▶ [PROMPT] Each line below should be repeated exactly, but no picture should be carried over.

▶ [DATA UNDER STUDY]
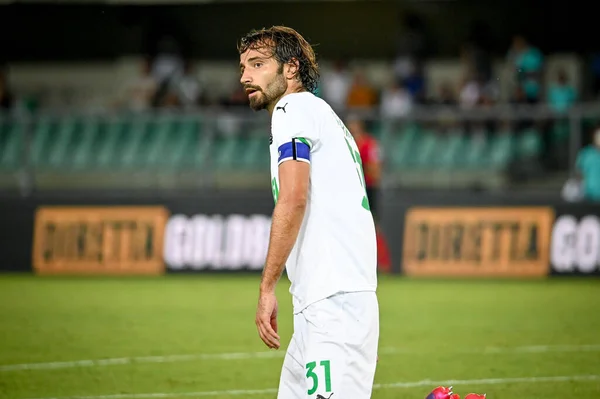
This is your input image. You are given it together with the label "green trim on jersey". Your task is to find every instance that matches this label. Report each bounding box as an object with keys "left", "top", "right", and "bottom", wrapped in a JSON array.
[{"left": 296, "top": 137, "right": 311, "bottom": 148}]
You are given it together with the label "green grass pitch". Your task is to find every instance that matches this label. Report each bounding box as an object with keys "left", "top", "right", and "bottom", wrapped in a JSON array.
[{"left": 0, "top": 274, "right": 599, "bottom": 399}]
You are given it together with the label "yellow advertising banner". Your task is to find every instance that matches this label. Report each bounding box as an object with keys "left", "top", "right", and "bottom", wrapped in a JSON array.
[
  {"left": 33, "top": 206, "right": 169, "bottom": 275},
  {"left": 402, "top": 207, "right": 555, "bottom": 277}
]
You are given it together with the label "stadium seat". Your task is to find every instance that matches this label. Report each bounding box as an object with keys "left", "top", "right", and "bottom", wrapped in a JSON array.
[
  {"left": 518, "top": 128, "right": 543, "bottom": 159},
  {"left": 31, "top": 116, "right": 55, "bottom": 167},
  {"left": 551, "top": 119, "right": 570, "bottom": 144},
  {"left": 412, "top": 131, "right": 438, "bottom": 169},
  {"left": 487, "top": 132, "right": 514, "bottom": 170},
  {"left": 48, "top": 117, "right": 78, "bottom": 168},
  {"left": 72, "top": 118, "right": 101, "bottom": 169},
  {"left": 119, "top": 118, "right": 149, "bottom": 168},
  {"left": 96, "top": 118, "right": 127, "bottom": 168},
  {"left": 0, "top": 122, "right": 23, "bottom": 170},
  {"left": 240, "top": 133, "right": 267, "bottom": 169},
  {"left": 213, "top": 136, "right": 239, "bottom": 169},
  {"left": 389, "top": 125, "right": 417, "bottom": 168},
  {"left": 145, "top": 118, "right": 175, "bottom": 167},
  {"left": 436, "top": 131, "right": 465, "bottom": 169},
  {"left": 461, "top": 135, "right": 488, "bottom": 169}
]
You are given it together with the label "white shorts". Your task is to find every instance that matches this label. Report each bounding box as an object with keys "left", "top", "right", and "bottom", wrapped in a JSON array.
[{"left": 277, "top": 291, "right": 379, "bottom": 399}]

▶ [EXERCISE RESPONSE]
This is your input image. You are given it together with the label "green trim on jersey". Your task is to find every instance that matches this label. Report each bounding box as an object with keys "left", "top", "right", and "bottom", wrapped in a JSON array.
[{"left": 296, "top": 137, "right": 311, "bottom": 148}]
You are given it together with the label "green grass pitch". Your task is to find every instance that matches this label. Report each bounding box as an object with keys "left", "top", "right", and "bottom", wrapped in a JSON array.
[{"left": 0, "top": 274, "right": 599, "bottom": 399}]
You are given it together with the label "yellow advertising banner". Your task is to find every instance that matches this label. Report each bounding box as an object with keys "left", "top", "right", and "bottom", wrapped in a JSON array.
[
  {"left": 33, "top": 206, "right": 169, "bottom": 275},
  {"left": 402, "top": 207, "right": 555, "bottom": 277}
]
You are given it together with the label "stadium seat". Your task is to find every instance that matches this label. Report each bounding box as an object with keys "left", "top", "right", and "bottom", wrapped in a JSON array.
[
  {"left": 518, "top": 128, "right": 543, "bottom": 159},
  {"left": 31, "top": 116, "right": 55, "bottom": 167},
  {"left": 551, "top": 119, "right": 570, "bottom": 144},
  {"left": 412, "top": 131, "right": 438, "bottom": 169},
  {"left": 487, "top": 132, "right": 514, "bottom": 170},
  {"left": 48, "top": 117, "right": 78, "bottom": 168},
  {"left": 72, "top": 118, "right": 101, "bottom": 169},
  {"left": 119, "top": 118, "right": 149, "bottom": 168},
  {"left": 96, "top": 118, "right": 127, "bottom": 168},
  {"left": 0, "top": 122, "right": 23, "bottom": 170},
  {"left": 240, "top": 133, "right": 267, "bottom": 169},
  {"left": 213, "top": 136, "right": 239, "bottom": 169},
  {"left": 389, "top": 125, "right": 417, "bottom": 168},
  {"left": 145, "top": 118, "right": 175, "bottom": 167},
  {"left": 436, "top": 131, "right": 465, "bottom": 169},
  {"left": 461, "top": 135, "right": 488, "bottom": 169}
]
You are given it together with the label "white shorts". Your task is to find every instance that matches this label. Report each bounding box as an object with keys "left", "top", "right", and "bottom", wrapped in a JSON array.
[{"left": 277, "top": 291, "right": 379, "bottom": 399}]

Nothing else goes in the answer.